Consigne 1: Signalez, en les recopiant intégralement, toutes les lignes des enregistrements où figure la chaîne "task".

Extrait du document:
===============

Lolgérie !

par Achour Wamara



L'actualité est riche d'événements. Ça tire de tous les côtés. On a beau s'esquiver, on en reçoit quand même plein la gueule. Parfois, on ne sait plus où diriger notre corne. Tout le monde s'en mêle, et c'est plus rassurant que le silence assourdissant, quoique parfois le mutisme est préférable au blabla. Tout un chacun y va de son commentaire, qui pour analyser depuis sa propre grille, qui pour réagir passionnément, qui pour insulter son contradicteur, qui pour défendre, ici un pays, là un prisonnier, ici une église, là un panda, et j'en passe.
Il y a tout de même des thèmes qui vous touchent plus que d'autres, non qu'ils méritent plus d'attention, c'est plutôt une question de proximité idéologique et/ou culturelle. Il n'y a donc pas de mal à défendre les limaces de son jardin, il faut juste avoir une pensée pour les limaces vivant au-delà de votre haie.

===============

[Entrées d'annotation des contours]
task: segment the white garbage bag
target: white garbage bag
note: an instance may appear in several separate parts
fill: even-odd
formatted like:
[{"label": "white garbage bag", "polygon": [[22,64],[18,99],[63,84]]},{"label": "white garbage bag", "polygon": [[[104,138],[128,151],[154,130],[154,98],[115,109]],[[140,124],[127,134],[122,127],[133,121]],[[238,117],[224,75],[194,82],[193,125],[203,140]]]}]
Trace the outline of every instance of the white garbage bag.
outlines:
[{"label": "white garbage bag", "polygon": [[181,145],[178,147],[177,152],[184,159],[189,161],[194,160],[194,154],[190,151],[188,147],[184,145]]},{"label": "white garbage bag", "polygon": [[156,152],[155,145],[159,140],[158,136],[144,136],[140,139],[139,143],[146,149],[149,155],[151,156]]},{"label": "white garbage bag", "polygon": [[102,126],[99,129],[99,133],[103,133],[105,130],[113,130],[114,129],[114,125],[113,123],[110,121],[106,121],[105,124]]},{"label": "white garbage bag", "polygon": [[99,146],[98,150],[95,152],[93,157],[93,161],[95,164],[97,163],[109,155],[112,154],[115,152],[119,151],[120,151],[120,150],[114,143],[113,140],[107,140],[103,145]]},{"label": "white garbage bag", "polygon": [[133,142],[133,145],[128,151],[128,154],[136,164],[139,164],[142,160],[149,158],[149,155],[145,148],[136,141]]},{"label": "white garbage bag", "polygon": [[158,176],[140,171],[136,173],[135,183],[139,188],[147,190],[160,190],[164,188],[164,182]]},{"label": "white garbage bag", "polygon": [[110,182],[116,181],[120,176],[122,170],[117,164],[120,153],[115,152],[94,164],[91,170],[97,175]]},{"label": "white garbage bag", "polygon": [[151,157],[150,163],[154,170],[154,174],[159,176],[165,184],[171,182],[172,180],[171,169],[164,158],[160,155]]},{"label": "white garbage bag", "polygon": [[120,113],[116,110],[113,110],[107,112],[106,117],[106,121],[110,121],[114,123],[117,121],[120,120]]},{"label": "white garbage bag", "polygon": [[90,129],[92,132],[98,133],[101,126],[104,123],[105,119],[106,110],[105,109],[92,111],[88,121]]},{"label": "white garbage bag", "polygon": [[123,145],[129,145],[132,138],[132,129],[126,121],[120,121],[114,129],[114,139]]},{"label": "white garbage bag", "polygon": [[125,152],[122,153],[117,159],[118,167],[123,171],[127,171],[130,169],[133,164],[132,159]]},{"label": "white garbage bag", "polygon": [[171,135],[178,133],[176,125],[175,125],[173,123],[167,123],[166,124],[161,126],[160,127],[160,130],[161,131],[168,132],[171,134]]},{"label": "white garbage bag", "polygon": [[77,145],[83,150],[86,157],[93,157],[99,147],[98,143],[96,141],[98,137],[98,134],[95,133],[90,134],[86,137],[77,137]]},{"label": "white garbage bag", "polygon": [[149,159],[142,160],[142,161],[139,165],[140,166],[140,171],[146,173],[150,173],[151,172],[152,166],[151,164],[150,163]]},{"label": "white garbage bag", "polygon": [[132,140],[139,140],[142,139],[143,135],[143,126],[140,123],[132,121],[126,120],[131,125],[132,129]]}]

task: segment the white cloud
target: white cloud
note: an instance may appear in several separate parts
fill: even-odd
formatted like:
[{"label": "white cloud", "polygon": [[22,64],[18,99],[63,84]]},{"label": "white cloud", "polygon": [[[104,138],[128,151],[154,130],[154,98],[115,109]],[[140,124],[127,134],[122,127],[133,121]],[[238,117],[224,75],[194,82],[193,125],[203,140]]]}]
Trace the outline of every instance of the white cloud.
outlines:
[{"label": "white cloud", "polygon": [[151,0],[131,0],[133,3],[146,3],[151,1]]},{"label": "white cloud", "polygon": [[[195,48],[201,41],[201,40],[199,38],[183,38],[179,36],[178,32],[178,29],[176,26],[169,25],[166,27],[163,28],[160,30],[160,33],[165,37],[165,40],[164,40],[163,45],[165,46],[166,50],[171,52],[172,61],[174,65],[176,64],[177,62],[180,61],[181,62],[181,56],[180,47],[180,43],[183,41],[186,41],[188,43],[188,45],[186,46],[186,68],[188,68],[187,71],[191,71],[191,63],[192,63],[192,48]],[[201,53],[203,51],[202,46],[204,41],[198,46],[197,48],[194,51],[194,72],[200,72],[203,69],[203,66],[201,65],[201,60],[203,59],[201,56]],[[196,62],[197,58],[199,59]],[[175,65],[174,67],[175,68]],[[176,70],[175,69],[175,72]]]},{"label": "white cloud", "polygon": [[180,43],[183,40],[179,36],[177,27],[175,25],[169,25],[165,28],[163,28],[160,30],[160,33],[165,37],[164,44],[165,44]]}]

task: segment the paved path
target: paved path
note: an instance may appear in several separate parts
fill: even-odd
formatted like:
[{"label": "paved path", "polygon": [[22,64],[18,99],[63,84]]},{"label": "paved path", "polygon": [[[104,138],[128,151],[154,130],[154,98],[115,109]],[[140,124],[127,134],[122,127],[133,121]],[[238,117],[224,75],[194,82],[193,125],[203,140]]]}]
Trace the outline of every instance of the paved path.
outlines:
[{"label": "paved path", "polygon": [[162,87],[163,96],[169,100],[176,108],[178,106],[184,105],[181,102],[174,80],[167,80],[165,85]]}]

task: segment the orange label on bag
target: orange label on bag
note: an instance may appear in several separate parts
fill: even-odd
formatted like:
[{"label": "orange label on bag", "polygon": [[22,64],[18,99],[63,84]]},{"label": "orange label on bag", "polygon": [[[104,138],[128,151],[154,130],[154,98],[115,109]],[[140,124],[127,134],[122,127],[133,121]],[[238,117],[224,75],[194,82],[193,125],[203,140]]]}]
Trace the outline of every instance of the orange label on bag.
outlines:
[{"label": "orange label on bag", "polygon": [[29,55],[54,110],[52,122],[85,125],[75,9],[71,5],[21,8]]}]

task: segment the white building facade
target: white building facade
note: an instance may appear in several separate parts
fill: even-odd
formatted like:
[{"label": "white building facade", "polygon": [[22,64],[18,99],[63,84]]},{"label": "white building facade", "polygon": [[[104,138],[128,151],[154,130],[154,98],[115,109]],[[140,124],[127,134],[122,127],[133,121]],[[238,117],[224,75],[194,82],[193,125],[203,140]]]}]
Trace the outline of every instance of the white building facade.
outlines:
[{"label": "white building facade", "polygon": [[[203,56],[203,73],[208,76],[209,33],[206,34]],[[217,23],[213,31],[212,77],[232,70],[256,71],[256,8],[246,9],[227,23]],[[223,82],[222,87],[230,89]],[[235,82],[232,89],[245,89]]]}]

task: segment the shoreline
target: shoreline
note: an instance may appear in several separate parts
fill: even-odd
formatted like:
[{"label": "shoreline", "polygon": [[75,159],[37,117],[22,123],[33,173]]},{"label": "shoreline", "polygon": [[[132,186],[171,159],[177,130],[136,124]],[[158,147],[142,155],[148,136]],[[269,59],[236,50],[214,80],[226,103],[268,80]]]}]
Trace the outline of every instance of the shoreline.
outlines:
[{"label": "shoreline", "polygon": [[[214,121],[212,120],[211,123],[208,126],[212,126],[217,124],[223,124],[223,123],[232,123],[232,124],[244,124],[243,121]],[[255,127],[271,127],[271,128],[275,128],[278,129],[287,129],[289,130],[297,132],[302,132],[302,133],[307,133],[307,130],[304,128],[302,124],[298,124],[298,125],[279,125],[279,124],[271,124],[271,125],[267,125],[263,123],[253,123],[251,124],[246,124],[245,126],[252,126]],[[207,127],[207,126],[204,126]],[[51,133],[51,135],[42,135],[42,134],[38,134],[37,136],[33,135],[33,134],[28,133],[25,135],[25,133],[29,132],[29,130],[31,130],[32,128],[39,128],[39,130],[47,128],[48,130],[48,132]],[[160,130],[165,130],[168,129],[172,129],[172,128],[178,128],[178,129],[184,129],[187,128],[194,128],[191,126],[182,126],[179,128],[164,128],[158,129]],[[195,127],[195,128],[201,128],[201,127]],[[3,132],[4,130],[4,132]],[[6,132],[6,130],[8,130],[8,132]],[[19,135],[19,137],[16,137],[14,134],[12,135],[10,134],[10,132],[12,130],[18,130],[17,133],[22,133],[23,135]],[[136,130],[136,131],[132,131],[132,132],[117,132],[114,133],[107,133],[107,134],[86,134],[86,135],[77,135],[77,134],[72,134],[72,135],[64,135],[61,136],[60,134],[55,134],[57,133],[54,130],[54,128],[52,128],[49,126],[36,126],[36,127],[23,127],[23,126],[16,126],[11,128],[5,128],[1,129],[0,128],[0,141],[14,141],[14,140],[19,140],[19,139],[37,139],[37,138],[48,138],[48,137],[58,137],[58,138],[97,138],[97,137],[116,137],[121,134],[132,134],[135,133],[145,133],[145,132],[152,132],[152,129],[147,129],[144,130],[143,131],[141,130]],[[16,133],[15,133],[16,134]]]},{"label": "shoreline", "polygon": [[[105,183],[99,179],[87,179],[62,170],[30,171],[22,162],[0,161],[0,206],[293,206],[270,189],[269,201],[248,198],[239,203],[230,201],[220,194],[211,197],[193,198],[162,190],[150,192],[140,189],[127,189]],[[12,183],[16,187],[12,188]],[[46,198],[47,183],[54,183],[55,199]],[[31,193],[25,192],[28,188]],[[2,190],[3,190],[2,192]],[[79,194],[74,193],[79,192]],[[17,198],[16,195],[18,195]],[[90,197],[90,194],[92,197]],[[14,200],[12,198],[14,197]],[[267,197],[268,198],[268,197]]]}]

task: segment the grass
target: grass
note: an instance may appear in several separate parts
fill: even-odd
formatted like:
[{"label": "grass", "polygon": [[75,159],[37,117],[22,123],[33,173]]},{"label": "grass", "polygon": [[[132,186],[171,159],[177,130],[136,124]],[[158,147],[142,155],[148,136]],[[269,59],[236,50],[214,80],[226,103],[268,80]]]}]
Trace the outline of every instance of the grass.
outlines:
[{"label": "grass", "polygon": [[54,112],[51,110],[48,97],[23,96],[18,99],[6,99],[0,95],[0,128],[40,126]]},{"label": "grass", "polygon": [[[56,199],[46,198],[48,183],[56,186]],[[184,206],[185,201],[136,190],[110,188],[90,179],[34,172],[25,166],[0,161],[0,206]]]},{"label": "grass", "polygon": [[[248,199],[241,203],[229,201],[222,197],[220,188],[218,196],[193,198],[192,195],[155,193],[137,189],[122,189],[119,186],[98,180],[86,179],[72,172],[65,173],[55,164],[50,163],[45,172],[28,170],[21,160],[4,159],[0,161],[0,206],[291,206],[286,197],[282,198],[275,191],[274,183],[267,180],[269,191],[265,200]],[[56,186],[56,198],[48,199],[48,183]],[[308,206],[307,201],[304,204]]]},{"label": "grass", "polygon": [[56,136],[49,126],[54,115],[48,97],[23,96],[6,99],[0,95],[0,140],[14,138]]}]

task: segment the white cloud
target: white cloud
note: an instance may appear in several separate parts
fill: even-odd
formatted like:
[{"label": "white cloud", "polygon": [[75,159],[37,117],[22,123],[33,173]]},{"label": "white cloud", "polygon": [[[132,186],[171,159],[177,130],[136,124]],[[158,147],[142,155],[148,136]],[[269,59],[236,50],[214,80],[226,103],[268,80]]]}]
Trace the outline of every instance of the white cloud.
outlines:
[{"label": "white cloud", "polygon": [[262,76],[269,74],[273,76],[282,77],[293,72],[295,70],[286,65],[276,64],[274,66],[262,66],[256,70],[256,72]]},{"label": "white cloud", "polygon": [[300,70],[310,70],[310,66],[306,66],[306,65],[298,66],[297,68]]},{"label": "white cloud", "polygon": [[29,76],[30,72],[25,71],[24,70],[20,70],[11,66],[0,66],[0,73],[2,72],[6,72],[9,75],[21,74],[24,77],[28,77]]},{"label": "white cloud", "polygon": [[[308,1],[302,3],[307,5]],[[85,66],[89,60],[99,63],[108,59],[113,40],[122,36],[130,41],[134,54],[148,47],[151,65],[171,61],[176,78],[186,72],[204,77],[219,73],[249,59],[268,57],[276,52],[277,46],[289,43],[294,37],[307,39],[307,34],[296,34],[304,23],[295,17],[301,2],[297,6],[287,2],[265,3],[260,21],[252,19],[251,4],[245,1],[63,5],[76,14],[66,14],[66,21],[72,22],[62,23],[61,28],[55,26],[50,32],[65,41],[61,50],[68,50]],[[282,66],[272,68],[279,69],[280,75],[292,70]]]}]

===============

Consigne 2: Restituez mot pour mot l'extrait du document ci-dessus, en entier.

Réponse complète 1:
task: segment the white garbage bag
task: segment the white cloud
task: segment the paved path
task: segment the orange label on bag
task: segment the white building facade
task: segment the shoreline
task: segment the grass
task: segment the white cloud

Réponse complète 2:
Lolgérie !

par Achour Wamara



L'actualité est riche d'événements. Ça tire de tous les côtés. On a beau s'esquiver, on en reçoit quand même plein la gueule. Parfois, on ne sait plus où diriger notre corne. Tout le monde s'en mêle, et c'est plus rassurant que le silence assourdissant, quoique parfois le mutisme est préférable au blabla. Tout un chacun y va de son commentaire, qui pour analyser depuis sa propre grille, qui pour réagir passionnément, qui pour insulter son contradicteur, qui pour défendre, ici un pays, là un prisonnier, ici une église, là un panda, et j'en passe.
Il y a tout de même des thèmes qui vous touchent plus que d'autres, non qu'ils méritent plus d'attention, c'est plutôt une question de proximité idéologique et/ou culturelle. Il n'y a donc pas de mal à défendre les limaces de son jardin, il faut juste avoir une pensée pour les limaces vivant au-delà de votre haie.